BRIEF
Every line from the one containing "[[385, 41], [103, 13]]" to the last line of the listing below should be given again exactly.

INFORMATION GIVEN
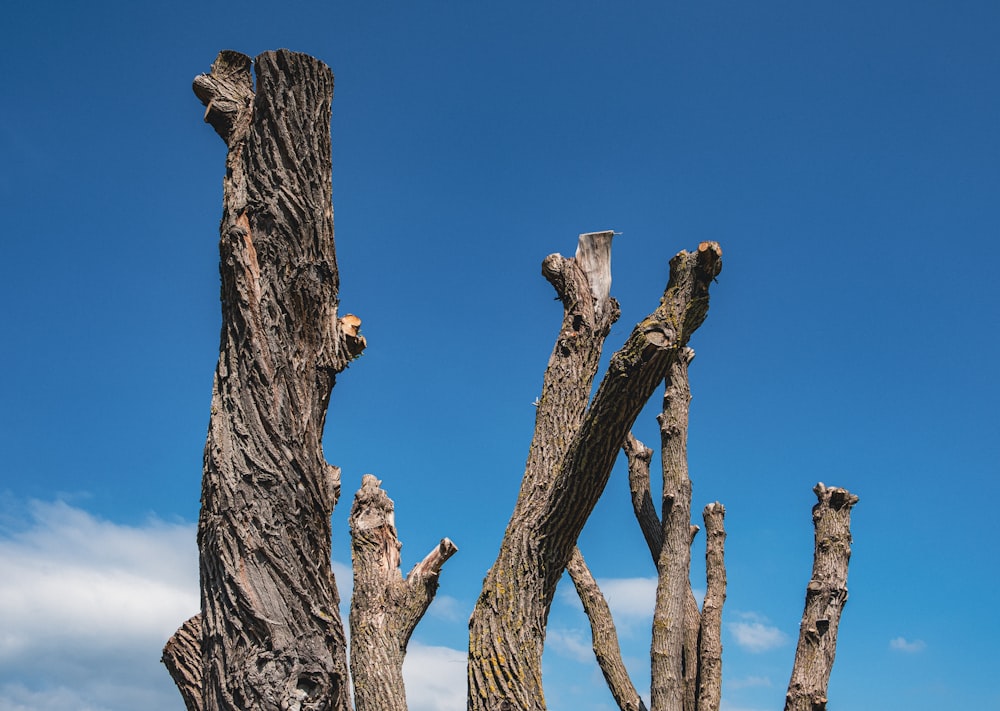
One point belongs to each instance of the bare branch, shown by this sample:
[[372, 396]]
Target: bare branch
[[605, 638], [826, 596], [710, 637], [639, 456], [667, 689], [385, 607]]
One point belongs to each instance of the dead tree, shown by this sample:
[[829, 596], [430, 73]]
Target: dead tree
[[269, 635], [270, 630]]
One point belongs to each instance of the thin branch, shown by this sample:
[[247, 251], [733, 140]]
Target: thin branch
[[710, 635], [826, 596], [605, 638], [385, 607], [182, 658]]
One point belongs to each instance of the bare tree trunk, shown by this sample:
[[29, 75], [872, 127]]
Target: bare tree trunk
[[572, 453], [710, 633], [272, 637], [604, 635], [182, 658], [674, 562], [385, 607], [826, 596]]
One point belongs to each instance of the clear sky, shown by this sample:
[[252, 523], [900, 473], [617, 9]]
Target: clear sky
[[844, 154]]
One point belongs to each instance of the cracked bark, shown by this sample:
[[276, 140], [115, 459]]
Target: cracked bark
[[710, 628], [673, 565], [603, 635], [571, 456], [826, 595], [272, 637], [385, 607]]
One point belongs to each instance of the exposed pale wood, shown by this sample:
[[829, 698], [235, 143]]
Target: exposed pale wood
[[826, 595], [604, 635], [710, 637], [571, 457], [385, 607]]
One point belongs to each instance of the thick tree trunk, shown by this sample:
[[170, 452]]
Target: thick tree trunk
[[826, 596], [385, 607], [710, 631], [667, 690], [271, 636], [182, 658], [572, 453], [604, 635]]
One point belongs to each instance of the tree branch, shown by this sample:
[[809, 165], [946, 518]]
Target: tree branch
[[604, 636], [509, 618], [826, 596], [385, 607], [639, 457], [710, 635], [667, 689], [182, 658], [273, 637]]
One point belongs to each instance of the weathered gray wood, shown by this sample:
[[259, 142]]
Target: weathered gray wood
[[561, 487], [182, 658], [710, 632], [385, 607], [826, 596], [272, 637], [667, 687]]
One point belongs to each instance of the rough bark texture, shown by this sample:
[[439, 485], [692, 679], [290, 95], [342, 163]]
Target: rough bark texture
[[674, 562], [826, 596], [182, 658], [604, 635], [710, 632], [385, 607], [571, 457], [272, 638], [639, 457]]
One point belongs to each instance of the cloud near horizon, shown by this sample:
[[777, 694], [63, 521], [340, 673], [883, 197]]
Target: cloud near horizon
[[755, 634], [86, 606]]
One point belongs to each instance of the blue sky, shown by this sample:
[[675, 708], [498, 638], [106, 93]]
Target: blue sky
[[845, 156]]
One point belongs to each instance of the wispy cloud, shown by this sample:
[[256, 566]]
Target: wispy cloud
[[571, 643], [901, 644], [435, 678], [755, 634], [85, 608]]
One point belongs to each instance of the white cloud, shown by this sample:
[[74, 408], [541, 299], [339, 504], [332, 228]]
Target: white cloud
[[85, 608], [448, 608], [901, 644], [630, 599], [571, 643], [754, 634], [435, 678]]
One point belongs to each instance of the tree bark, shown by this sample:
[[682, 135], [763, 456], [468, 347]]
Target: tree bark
[[674, 562], [182, 658], [272, 637], [826, 596], [604, 635], [710, 632], [385, 607], [572, 453]]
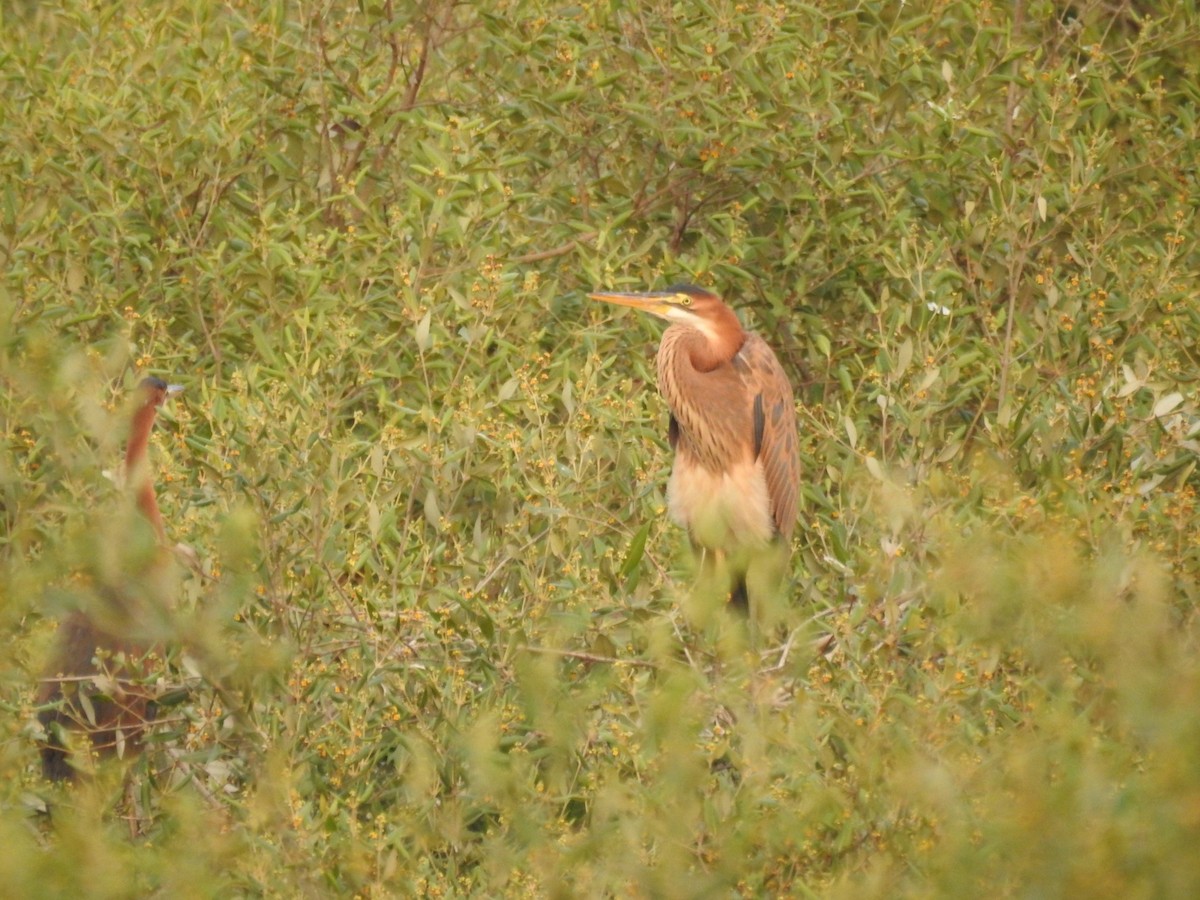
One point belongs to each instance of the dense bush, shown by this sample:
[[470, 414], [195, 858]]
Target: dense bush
[[436, 646]]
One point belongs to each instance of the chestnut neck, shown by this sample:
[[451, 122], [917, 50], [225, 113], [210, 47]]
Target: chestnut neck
[[718, 342], [137, 471]]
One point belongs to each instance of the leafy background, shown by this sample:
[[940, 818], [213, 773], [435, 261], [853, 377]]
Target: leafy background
[[439, 642]]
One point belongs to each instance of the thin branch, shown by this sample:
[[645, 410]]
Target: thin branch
[[591, 657]]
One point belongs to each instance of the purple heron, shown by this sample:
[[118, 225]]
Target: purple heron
[[95, 682], [732, 427]]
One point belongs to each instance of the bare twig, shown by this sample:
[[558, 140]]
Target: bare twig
[[591, 657]]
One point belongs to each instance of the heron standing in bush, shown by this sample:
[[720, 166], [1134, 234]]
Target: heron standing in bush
[[737, 472], [95, 684]]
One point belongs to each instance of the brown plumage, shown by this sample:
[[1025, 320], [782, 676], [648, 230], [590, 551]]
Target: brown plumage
[[736, 474], [95, 683]]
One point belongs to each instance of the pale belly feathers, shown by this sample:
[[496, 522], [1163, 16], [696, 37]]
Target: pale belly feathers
[[725, 511]]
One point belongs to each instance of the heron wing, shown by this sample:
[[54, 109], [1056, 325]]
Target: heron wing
[[774, 427]]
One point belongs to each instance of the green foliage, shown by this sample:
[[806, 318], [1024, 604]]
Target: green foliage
[[435, 645]]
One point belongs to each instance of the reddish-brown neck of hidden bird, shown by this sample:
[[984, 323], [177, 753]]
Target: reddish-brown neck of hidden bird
[[114, 713], [151, 393]]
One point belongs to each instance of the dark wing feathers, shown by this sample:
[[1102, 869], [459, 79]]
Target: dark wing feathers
[[774, 429]]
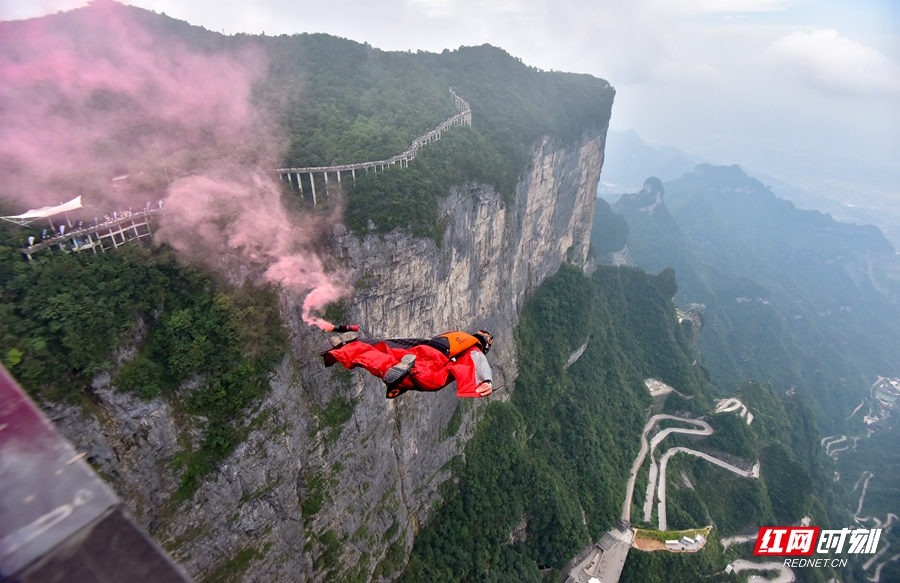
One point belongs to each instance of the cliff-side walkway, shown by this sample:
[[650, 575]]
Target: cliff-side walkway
[[293, 175]]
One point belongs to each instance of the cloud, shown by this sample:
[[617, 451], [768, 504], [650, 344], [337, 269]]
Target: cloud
[[90, 95], [834, 64]]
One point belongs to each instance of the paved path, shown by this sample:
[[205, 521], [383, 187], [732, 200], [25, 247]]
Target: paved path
[[654, 469], [744, 538], [732, 404], [753, 473], [785, 576], [645, 447]]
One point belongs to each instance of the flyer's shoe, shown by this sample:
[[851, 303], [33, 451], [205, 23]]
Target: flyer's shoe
[[399, 371]]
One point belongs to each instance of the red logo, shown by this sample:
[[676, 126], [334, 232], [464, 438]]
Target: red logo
[[786, 540]]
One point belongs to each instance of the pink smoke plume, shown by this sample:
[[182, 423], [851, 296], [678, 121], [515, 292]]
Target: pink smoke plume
[[90, 95]]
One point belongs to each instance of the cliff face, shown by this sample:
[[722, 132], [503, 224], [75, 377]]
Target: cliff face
[[332, 478]]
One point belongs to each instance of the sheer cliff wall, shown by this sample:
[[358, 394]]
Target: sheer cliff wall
[[332, 480]]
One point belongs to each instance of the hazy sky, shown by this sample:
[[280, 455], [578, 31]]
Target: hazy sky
[[757, 82]]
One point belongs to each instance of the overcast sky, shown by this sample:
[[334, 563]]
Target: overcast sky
[[756, 82]]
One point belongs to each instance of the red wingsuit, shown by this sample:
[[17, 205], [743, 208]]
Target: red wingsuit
[[433, 371]]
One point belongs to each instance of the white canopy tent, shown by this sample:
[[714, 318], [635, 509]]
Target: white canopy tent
[[44, 212]]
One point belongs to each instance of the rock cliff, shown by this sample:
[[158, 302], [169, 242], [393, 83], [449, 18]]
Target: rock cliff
[[332, 479]]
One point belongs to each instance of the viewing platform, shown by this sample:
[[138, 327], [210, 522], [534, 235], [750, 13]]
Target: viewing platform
[[108, 233]]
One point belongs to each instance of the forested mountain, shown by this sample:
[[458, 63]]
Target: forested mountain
[[202, 399], [791, 297]]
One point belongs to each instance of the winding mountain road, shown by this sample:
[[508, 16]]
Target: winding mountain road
[[645, 448], [785, 576]]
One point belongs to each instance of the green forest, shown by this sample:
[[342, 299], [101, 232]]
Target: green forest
[[545, 472], [556, 456]]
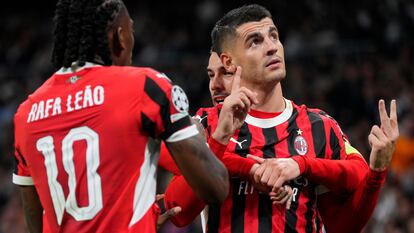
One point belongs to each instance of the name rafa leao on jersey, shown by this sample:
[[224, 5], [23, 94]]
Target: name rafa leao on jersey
[[89, 97]]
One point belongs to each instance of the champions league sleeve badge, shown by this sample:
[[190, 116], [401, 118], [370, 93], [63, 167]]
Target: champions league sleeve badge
[[179, 99], [300, 144]]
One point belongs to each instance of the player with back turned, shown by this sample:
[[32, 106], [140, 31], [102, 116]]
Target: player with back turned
[[87, 141]]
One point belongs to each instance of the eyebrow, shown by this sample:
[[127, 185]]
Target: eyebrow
[[273, 29], [252, 35]]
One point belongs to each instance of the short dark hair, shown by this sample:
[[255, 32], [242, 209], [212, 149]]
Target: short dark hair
[[80, 32], [225, 28]]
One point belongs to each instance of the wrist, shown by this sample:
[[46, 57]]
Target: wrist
[[301, 161], [216, 147], [253, 169], [221, 137]]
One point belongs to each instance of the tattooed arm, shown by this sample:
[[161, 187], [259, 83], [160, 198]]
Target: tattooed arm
[[203, 171]]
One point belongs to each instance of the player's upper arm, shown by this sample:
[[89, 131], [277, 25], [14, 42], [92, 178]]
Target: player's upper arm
[[164, 112], [21, 173]]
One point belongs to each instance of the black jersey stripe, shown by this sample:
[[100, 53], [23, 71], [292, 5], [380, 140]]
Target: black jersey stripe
[[238, 207], [318, 134], [265, 204], [155, 92], [292, 131], [270, 136], [213, 222], [148, 125], [334, 143], [265, 213], [245, 139], [291, 217], [203, 119], [310, 211]]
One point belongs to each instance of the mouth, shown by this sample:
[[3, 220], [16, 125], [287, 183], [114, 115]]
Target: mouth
[[219, 99], [274, 63]]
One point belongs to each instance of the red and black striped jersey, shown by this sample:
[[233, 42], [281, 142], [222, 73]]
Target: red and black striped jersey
[[89, 141], [297, 130]]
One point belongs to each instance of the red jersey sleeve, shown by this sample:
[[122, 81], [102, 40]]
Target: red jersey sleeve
[[164, 112], [21, 173]]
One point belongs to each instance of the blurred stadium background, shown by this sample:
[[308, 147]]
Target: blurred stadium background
[[342, 56]]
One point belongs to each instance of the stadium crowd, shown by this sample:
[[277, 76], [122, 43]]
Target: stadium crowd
[[341, 56]]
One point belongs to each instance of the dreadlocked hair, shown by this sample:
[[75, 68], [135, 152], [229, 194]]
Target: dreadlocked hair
[[81, 28]]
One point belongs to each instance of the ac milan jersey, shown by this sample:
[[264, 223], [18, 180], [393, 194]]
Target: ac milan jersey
[[296, 131], [89, 139]]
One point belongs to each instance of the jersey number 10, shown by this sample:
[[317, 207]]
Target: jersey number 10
[[46, 146]]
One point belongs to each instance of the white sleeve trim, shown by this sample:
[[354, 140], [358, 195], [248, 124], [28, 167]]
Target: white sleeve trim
[[22, 180], [183, 134], [320, 189]]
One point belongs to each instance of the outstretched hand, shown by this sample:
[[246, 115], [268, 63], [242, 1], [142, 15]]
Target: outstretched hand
[[167, 214], [382, 139], [234, 110]]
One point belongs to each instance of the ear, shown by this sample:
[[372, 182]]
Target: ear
[[118, 41], [227, 62]]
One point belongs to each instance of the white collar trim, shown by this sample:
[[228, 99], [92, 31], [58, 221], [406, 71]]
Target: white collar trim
[[271, 122], [69, 70]]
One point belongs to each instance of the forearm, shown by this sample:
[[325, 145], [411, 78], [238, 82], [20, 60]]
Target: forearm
[[203, 171], [179, 193], [33, 210], [336, 175], [237, 166]]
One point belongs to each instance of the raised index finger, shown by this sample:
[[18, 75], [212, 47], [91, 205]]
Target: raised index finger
[[393, 111], [236, 80], [385, 120]]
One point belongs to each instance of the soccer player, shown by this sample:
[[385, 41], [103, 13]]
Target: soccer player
[[249, 36], [87, 141]]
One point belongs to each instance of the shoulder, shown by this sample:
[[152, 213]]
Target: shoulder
[[207, 116]]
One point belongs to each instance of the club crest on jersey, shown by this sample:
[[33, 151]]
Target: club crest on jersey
[[300, 144], [179, 99]]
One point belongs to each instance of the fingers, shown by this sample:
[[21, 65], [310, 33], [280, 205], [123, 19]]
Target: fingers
[[383, 113], [255, 158], [385, 120], [393, 111], [282, 196], [159, 197], [236, 79], [377, 132], [373, 141], [167, 215], [250, 94]]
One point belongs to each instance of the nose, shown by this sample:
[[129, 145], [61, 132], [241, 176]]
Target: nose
[[271, 46], [216, 83]]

THE ANSWER
[[385, 41], [103, 13]]
Target: soccer player
[[249, 36], [87, 141]]
One point belongs to each instance of the shoulder, shown by this sample:
[[152, 213]]
Target: shoulder
[[207, 116]]
One point belongs to each instance of the club crest on jersey, shown by this sample:
[[33, 151]]
Target: club crest on jersey
[[300, 144], [179, 99]]
One point belongs to each instance of the fingers, shown by this sample:
[[21, 65], [310, 33], [280, 205], [123, 19]]
Target: fingers
[[383, 113], [255, 158], [385, 120], [393, 111], [282, 196], [159, 197], [236, 79], [377, 132], [373, 141], [167, 215], [250, 94]]
One point belongs to each instance of the nose, shown by this sample:
[[129, 145], [61, 132], [241, 176]]
Target: nose
[[271, 46], [216, 83]]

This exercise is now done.